>> BEGIN MATERIAL FOR THE TASK

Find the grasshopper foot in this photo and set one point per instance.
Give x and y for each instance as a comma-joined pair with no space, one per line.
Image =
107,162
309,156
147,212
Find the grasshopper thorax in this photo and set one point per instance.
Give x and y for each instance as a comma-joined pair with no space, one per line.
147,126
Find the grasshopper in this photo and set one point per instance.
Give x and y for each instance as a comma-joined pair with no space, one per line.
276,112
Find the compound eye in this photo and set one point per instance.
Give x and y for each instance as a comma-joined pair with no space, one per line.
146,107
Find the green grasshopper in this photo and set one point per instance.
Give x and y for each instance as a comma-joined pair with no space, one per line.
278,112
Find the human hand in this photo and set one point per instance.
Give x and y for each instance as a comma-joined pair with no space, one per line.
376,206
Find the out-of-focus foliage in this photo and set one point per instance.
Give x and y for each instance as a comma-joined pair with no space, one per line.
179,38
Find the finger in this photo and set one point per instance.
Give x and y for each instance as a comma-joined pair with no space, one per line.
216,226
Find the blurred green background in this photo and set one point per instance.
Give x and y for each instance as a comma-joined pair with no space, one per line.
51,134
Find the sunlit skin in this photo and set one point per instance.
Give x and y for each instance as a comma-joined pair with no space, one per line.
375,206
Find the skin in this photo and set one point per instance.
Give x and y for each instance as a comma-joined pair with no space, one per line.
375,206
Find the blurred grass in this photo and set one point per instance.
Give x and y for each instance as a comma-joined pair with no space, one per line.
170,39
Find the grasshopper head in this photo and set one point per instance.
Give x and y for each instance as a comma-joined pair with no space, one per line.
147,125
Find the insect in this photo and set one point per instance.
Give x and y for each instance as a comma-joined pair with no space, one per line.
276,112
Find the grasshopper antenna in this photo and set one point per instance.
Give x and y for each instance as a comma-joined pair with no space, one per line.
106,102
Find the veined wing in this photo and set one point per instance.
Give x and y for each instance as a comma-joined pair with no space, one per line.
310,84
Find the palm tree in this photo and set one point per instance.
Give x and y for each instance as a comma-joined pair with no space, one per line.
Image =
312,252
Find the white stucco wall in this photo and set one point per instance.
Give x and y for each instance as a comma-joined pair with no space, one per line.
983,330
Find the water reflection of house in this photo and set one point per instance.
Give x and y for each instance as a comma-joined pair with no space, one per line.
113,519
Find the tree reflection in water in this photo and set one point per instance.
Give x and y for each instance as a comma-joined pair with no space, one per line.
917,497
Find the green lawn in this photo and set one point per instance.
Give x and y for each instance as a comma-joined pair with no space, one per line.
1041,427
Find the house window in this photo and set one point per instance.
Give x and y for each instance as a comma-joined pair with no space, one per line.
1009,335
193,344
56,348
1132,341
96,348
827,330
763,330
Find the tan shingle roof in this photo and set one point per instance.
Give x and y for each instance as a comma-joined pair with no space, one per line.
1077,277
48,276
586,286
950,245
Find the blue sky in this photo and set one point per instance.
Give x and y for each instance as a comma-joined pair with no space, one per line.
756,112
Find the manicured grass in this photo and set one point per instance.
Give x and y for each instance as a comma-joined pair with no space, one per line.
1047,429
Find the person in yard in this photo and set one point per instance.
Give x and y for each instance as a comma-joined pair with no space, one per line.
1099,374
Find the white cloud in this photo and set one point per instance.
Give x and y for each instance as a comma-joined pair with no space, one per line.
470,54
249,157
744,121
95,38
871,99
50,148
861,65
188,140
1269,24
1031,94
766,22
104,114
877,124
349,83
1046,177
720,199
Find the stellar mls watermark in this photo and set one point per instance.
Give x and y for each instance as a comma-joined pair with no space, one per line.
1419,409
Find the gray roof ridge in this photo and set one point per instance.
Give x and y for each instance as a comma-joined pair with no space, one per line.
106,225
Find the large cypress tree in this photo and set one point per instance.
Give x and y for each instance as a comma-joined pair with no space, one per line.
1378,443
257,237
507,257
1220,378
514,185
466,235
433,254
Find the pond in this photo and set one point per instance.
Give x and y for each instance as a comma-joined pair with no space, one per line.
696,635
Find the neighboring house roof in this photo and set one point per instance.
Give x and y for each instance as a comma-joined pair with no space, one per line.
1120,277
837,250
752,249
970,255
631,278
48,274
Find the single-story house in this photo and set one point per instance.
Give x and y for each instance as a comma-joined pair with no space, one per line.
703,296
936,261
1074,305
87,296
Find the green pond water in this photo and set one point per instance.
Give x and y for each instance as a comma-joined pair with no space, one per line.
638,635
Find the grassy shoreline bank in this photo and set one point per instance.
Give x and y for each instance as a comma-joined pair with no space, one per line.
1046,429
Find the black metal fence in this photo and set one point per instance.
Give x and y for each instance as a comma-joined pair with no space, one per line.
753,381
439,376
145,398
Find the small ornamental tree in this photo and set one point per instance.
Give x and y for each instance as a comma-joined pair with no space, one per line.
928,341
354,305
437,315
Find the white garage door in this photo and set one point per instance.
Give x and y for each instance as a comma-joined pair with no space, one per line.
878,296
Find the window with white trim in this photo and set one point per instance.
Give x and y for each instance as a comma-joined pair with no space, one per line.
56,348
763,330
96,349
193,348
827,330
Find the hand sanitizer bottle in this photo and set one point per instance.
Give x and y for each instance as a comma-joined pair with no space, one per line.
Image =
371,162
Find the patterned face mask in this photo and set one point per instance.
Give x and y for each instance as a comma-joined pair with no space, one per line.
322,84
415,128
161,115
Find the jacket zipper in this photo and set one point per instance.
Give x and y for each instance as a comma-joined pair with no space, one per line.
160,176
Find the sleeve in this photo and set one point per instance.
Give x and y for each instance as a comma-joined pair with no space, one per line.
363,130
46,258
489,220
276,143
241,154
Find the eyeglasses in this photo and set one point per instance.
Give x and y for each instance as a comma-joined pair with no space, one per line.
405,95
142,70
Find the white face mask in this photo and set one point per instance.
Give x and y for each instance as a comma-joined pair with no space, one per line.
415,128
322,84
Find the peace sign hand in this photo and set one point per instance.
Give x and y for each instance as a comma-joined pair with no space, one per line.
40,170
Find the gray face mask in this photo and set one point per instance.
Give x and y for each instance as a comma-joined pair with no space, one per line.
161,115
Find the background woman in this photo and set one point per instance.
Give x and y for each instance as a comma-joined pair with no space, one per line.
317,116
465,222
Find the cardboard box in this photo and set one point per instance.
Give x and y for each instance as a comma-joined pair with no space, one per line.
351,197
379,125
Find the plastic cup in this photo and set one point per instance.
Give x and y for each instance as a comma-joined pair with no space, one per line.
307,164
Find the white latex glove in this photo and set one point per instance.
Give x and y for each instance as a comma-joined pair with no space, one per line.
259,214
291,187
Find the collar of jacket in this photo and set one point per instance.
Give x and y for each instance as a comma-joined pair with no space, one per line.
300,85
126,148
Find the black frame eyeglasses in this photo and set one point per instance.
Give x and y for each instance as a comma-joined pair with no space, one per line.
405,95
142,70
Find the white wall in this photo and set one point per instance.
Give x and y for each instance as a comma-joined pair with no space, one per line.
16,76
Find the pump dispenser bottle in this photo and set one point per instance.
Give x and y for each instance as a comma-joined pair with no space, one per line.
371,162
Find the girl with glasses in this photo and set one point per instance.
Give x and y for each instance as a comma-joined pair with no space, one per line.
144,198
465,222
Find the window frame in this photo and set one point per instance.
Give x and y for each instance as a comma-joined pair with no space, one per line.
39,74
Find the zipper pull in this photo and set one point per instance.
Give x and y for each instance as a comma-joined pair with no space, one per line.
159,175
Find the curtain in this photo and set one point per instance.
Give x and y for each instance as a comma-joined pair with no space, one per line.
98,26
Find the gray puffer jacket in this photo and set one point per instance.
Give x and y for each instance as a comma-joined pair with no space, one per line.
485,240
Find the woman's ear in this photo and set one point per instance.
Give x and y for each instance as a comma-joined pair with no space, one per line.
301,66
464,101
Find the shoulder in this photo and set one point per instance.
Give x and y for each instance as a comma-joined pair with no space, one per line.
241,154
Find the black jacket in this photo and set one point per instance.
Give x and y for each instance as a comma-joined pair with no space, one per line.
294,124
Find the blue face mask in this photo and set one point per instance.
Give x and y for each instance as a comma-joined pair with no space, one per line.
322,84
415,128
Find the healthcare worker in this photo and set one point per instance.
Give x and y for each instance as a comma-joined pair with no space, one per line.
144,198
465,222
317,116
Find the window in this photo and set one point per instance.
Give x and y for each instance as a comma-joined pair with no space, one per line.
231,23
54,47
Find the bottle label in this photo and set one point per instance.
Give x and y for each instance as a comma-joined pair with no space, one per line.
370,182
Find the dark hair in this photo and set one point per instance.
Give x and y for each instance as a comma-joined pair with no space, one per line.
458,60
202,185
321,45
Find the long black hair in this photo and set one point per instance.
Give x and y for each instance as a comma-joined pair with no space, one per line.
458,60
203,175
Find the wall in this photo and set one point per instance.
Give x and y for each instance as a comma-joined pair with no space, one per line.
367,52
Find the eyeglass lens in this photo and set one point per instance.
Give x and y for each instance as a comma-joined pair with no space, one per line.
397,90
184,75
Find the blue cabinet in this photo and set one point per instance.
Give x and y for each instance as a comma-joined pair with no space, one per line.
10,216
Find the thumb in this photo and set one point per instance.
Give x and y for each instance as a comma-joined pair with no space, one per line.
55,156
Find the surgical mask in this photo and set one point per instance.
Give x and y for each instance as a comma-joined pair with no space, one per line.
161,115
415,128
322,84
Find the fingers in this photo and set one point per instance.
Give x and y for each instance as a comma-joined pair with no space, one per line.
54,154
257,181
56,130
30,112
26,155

>> END MATERIAL FOR THE TASK

* _WRITTEN REQUEST_
Emit verbatim the lines running from the one with "Find the blue face" through the last line of the data, both endpoints inclusive.

* _WRITTEN ANSWER_
Find the blue face mask in this photo and set one point per instance.
Give x and y for each instance as a comma-joined pair with no space, one per line.
322,84
415,128
Find the healthcare worker in this photo and set one point per instance.
Give x and y for each instance as a comma-joined pair with no space, one per line.
144,198
465,222
317,116
Find the window in this photo and set one point per instance.
Give x and y for each instance as a comma-joined pair with no space, one per line.
231,23
54,47
Find the bottle label in this photo and set one point per instance.
Give x and y for each instance as a comma-joined pair with no space, one per line.
370,182
Find the dark hair in this photo and set one point per instance.
Give x and y for each instance as a comma-joined pair with no space, one per line.
458,60
202,185
321,45
Find the long black hair in this photo and set one point per instance.
Give x and y for each instance as a comma-joined pair with no space, one per line.
458,60
203,175
Find the wall in this photo and set one point per instance.
Give x and y for each instance as a comma-joined pair with no space, one per line.
367,52
Find the eyeglass lens in this photo and set one point per instance.
Give x and y for each instance as a comma-joined pair with no space, one per line.
397,90
184,75
Find the blue cabinet in this photo and set one point per instance.
Give x and y for each instance as a comma-joined pair with no space, one per line.
10,216
Find the thumb in this photo and set one point per instance.
Give x and y for each instance as a comma-joined pair with no space, one per line.
55,156
Find the surgical mask in this photo and set one point per instance.
Give x and y for each instance as a comma-joined pair with no space, one per line.
161,115
415,128
322,84
Find the fingers in this photo and set one point per instance.
Give x and y for each instance as a comma-joined pair with no space, one per line.
54,154
257,181
56,130
30,112
26,155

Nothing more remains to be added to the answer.